- [Data shown]:
* start *

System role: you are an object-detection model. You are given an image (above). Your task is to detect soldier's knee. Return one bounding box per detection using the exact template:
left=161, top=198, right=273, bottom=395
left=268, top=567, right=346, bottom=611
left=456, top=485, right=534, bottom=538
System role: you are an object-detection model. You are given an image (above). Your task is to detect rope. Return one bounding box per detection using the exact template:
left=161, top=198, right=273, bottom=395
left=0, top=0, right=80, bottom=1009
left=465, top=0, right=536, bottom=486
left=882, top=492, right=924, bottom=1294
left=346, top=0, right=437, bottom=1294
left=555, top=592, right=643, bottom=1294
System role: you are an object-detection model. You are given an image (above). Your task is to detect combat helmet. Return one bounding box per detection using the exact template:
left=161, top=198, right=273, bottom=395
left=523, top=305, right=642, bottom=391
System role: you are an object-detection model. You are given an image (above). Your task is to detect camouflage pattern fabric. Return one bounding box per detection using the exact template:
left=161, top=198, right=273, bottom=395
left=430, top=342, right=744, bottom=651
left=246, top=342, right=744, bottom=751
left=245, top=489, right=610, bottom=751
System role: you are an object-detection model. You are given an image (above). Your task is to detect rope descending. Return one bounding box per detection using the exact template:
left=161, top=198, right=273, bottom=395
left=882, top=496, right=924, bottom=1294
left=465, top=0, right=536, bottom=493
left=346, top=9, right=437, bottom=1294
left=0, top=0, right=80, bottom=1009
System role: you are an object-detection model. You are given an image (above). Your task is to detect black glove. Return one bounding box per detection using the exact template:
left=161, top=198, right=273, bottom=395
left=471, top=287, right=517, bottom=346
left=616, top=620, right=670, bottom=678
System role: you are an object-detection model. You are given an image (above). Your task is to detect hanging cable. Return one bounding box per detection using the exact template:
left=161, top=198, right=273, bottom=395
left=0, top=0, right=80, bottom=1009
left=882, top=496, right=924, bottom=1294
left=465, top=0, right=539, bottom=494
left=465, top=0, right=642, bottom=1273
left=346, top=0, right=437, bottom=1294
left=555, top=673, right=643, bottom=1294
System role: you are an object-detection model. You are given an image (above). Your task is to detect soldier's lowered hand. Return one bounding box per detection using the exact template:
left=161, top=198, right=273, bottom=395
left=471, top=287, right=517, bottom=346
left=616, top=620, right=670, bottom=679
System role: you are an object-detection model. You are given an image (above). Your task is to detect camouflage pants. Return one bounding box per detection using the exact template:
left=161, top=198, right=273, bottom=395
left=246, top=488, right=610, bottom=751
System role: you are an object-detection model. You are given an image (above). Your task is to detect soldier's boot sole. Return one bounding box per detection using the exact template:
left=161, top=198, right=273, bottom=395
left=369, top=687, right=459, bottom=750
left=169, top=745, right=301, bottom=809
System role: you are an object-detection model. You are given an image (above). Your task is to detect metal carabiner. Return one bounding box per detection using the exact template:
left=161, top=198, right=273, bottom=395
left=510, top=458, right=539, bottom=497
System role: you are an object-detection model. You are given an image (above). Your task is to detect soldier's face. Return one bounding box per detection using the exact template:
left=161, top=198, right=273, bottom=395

* end *

Please arrange every line of the items above as a numbered list, omitting any blank lines.

1. System role: you are an object-detection model. You are given an image (above). Your task is to detect soldier's knee. Return one bounding box per detection using the exact template:
2. left=161, top=198, right=273, bottom=395
3. left=268, top=567, right=346, bottom=611
4. left=456, top=485, right=534, bottom=538
5. System role: you are an object-detection model. You are given an image (above). Your task is to detect rope. Return one bounding box per detection using the exact template:
6. left=161, top=198, right=273, bottom=395
7. left=0, top=0, right=80, bottom=1009
8. left=465, top=0, right=536, bottom=486
9. left=882, top=492, right=924, bottom=1294
10. left=346, top=0, right=437, bottom=1294
11. left=555, top=592, right=643, bottom=1294
12. System role: you are an object-detection model. You are given an image (above). Your task is to detect combat helmet. Return one bounding box per detection using the exact template:
13. left=161, top=198, right=273, bottom=395
14. left=523, top=305, right=642, bottom=391
15. System role: you are an object-detection model. You are given an image (above). Your task is to detect camouflage pattern fabric. Return one bounding box per detection using the exact template:
16. left=161, top=198, right=273, bottom=395
17. left=430, top=342, right=744, bottom=651
18. left=246, top=342, right=744, bottom=751
19. left=245, top=489, right=610, bottom=751
20. System role: you are an object-detection model. You are given an image (above). Your task is to detect rope descending. Return one bounding box per detection using the exact template:
21. left=161, top=198, right=273, bottom=395
22. left=882, top=496, right=924, bottom=1294
23. left=465, top=0, right=536, bottom=493
24. left=346, top=9, right=437, bottom=1294
25. left=0, top=0, right=80, bottom=1009
26. System role: you are an object-detection model. You are given an image (above). Your task is to detect black glove. Return one bounding box per detection using the exact template:
27. left=161, top=198, right=273, bottom=395
28. left=471, top=287, right=517, bottom=346
29. left=616, top=620, right=670, bottom=678
30. System role: you are an object-detection model. You are given an image (above). Your task is to detect hanging cable. Return one bounding box per detection using the exact template:
31. left=161, top=198, right=273, bottom=395
32. left=0, top=0, right=80, bottom=1009
33. left=882, top=496, right=924, bottom=1294
34. left=465, top=0, right=539, bottom=494
35. left=465, top=0, right=642, bottom=1273
36. left=346, top=0, right=437, bottom=1294
37. left=555, top=673, right=643, bottom=1294
38. System role: you are an object-detection model. You are given an image (above). Your task is to detect soldier's lowered hand. Return one bounding box per detection using the exact template:
39. left=161, top=198, right=273, bottom=395
40. left=471, top=287, right=517, bottom=346
41. left=616, top=620, right=670, bottom=679
42. System role: you are an object-detection model. You are given an image (above). Your task is to detect camouflage pants. Return one bounding box per detection using the exact template:
43. left=161, top=198, right=273, bottom=395
44. left=246, top=488, right=610, bottom=751
45. System role: you are an object-detection model. You are given an image (above). Your task is to detect soldier's boot sole. Return one bounding box per detection using the exact template:
46. left=161, top=198, right=273, bottom=395
47. left=369, top=687, right=459, bottom=750
48. left=169, top=745, right=301, bottom=809
49. System role: you are an object-detection model. You are given an image (above). Your task is to detect metal carabiner. Return one bounding box per detection using the exact template:
50. left=161, top=198, right=273, bottom=395
51. left=510, top=458, right=539, bottom=497
52. System role: you are an object-detection model. You are given an image (above). Your task is to detect soldier's face. Return one bounding box per detection using the exact template:
53. left=161, top=198, right=273, bottom=395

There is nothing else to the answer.